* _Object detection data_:
++++
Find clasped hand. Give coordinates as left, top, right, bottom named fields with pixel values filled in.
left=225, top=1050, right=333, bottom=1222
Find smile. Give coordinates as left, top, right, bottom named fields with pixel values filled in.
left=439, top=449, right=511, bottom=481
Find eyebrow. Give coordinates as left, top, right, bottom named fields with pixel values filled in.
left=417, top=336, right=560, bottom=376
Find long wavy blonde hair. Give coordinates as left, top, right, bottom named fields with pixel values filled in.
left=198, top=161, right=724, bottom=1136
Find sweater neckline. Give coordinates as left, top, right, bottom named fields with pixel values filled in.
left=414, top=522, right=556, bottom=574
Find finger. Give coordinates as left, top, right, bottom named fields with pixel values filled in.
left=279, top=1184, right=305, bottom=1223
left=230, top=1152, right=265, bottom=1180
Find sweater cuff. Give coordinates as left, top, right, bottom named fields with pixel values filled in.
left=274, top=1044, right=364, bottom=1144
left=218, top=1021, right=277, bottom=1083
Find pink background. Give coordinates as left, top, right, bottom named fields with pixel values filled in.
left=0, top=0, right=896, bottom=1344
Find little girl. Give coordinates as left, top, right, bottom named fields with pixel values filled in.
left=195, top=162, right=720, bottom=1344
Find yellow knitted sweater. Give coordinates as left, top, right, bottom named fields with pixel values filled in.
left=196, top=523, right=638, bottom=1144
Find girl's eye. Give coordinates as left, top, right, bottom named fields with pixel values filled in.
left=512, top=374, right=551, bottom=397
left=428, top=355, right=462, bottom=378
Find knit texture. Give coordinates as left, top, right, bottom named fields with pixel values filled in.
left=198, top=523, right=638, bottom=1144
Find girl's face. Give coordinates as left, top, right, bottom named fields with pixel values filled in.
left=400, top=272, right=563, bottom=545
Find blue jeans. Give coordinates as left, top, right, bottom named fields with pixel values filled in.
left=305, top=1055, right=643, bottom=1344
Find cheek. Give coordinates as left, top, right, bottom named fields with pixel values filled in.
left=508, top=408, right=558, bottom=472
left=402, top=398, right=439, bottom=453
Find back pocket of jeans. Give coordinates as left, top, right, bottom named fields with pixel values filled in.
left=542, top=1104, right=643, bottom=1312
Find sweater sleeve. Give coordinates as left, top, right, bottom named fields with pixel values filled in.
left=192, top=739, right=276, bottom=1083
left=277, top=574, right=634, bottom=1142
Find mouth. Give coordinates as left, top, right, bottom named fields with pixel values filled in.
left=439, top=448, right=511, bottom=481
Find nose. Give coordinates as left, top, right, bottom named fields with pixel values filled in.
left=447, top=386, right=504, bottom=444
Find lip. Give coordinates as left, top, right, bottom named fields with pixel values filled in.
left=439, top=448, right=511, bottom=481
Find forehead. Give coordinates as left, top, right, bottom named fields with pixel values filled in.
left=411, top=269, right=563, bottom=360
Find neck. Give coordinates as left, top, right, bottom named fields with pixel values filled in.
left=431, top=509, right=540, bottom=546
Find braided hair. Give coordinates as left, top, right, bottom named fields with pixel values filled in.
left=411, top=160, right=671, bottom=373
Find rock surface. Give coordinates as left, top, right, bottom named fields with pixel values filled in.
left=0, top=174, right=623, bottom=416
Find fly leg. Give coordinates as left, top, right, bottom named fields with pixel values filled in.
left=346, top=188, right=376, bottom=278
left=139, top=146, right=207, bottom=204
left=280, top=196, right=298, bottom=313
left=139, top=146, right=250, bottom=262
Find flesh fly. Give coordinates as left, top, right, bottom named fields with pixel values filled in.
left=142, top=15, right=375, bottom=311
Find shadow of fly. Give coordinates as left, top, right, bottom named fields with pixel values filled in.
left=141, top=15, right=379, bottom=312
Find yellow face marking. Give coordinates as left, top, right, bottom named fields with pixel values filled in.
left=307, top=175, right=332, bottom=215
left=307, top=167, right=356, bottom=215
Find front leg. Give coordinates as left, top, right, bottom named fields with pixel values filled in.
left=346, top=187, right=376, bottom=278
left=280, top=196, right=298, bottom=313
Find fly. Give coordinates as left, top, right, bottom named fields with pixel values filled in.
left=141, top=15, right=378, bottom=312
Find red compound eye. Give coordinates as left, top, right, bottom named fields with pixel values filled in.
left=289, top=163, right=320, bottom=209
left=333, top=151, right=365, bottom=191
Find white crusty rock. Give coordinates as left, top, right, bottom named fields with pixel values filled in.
++++
* _PROBLEM TO WORK ON_: Format all the rows above as a numbered list, leaving out any blank lines.

* _FULL OUTPUT_:
1. Find clasped hand. Give coordinates as left, top, right, bottom named fields with pixel values filled in.
2. left=225, top=1050, right=333, bottom=1222
3. Find smile. Give coordinates as left, top, right, bottom named fields with pixel values filled in.
4. left=439, top=449, right=511, bottom=481
5. Find eyebrow. Give coordinates as left, top, right, bottom named fields with pixel values filled in.
6. left=417, top=336, right=560, bottom=376
7. Find long wavy blonde hair. Give coordinates as left, top, right, bottom named fields with pixel values filled in.
8. left=198, top=161, right=724, bottom=1136
9. Find sweater neckline. Give coordinates as left, top, right, bottom named fields with pixel values filled in.
10. left=414, top=522, right=556, bottom=574
11. Find finger. Give coordinates as left, top, right, bottom named fields with pixel values filled in.
12. left=279, top=1184, right=305, bottom=1223
13. left=230, top=1152, right=265, bottom=1180
14. Find sweater cuff. Give coordinates as left, top, right, bottom named fields with pixel values filled in.
15. left=274, top=1044, right=364, bottom=1144
16. left=218, top=1021, right=277, bottom=1083
17. Find pink background. Give coordinates as left, top, right, bottom named fields with pixel values filled in.
18. left=0, top=0, right=896, bottom=1344
19. Find little girl. Give coordinates as left, top, right, bottom named fields with pixel values filled in.
20. left=195, top=162, right=720, bottom=1344
21. Find yellow knitted sweater. Give coordinates as left, top, right, bottom named fields with pixel values filled in.
22. left=196, top=523, right=638, bottom=1144
23. Find girl's eye. Give coordinates as left, top, right, bottom named fields with pixel values filled in.
24. left=512, top=374, right=551, bottom=397
25. left=428, top=355, right=462, bottom=378
26. Find knit texture. Give coordinates as left, top, right, bottom named fields with pixel values filled in.
27. left=198, top=523, right=638, bottom=1144
28. Find girl's face. Give coordinates as left, top, right, bottom named fields with pixel values filled in.
29. left=400, top=272, right=563, bottom=545
30. Find blue jeans. Give coordinates as left, top, right, bottom named fields with pixel values filled in.
31. left=305, top=1055, right=643, bottom=1344
32. Find cheek. Give coordinates as left, top, right, bottom named fields with pixel values filled in.
33. left=508, top=408, right=558, bottom=472
34. left=402, top=398, right=439, bottom=453
35. Find back pocket of jeans. Give coordinates as left, top, right, bottom named fields with pixel values filled in.
36. left=542, top=1104, right=643, bottom=1312
37. Find sweater sleeve. Give coordinates as left, top, right, bottom named fields with pixel values filled in.
38. left=192, top=739, right=276, bottom=1083
39. left=277, top=574, right=634, bottom=1142
40. Find mouth. Give coordinates as left, top, right, bottom named fields with pixel values filled in.
41. left=439, top=448, right=511, bottom=481
42. Find nose. Give coordinates as left, top, right, bottom named fields with pixel values filled in.
43. left=447, top=386, right=504, bottom=444
44. Find lip. Give coordinates as left, top, right, bottom named fields with pixel values filled in.
45. left=439, top=448, right=511, bottom=481
46. Find forehead. Give coordinates as left, top, right, bottom named fields with pixel values filled in.
47. left=411, top=269, right=563, bottom=360
48. Find neck. Give coordinates as left, top, right, bottom named fields with pixel values filled in.
49. left=431, top=509, right=540, bottom=546
50. Find braided hair. Give coordinates as left, top, right, bottom named fields with pixel values filled in.
51. left=411, top=160, right=671, bottom=373
52. Find rock surface. Give coordinates as left, top, right, bottom named fields with pixel values filled in.
53. left=0, top=174, right=623, bottom=416
54. Find fly leg. Give coordinates as left, top, right, bottom named fields with pixel values filled in.
55. left=346, top=188, right=376, bottom=278
56. left=139, top=146, right=207, bottom=204
57. left=280, top=196, right=298, bottom=313
58. left=139, top=146, right=250, bottom=262
59. Find flesh fly. Give coordinates as left, top, right, bottom named fields with pixel values filled in.
60. left=142, top=15, right=375, bottom=311
61. Find shadow of fly. Give coordinates as left, top, right, bottom named fields with pixel values filled in.
62. left=141, top=15, right=379, bottom=312
63. Find yellow face marking. Give coordinates as left, top, right, bottom named fields with pixel values filled in.
64. left=307, top=175, right=332, bottom=215
65. left=307, top=167, right=356, bottom=215
66. Find front leg. Give coordinates as left, top, right, bottom named fields with pixel values filled in.
67. left=346, top=187, right=376, bottom=278
68. left=280, top=196, right=298, bottom=313
69. Find fly. Give coordinates as left, top, right, bottom named fields with pixel values filled in.
70. left=141, top=15, right=378, bottom=312
71. Find red compound eye. Give coordinates as left, top, right, bottom named fields with pixel values filled in.
72. left=289, top=163, right=320, bottom=209
73. left=333, top=151, right=365, bottom=191
74. Find white crusty rock. Give coordinates as left, top, right, bottom named fields with pixel values filled in.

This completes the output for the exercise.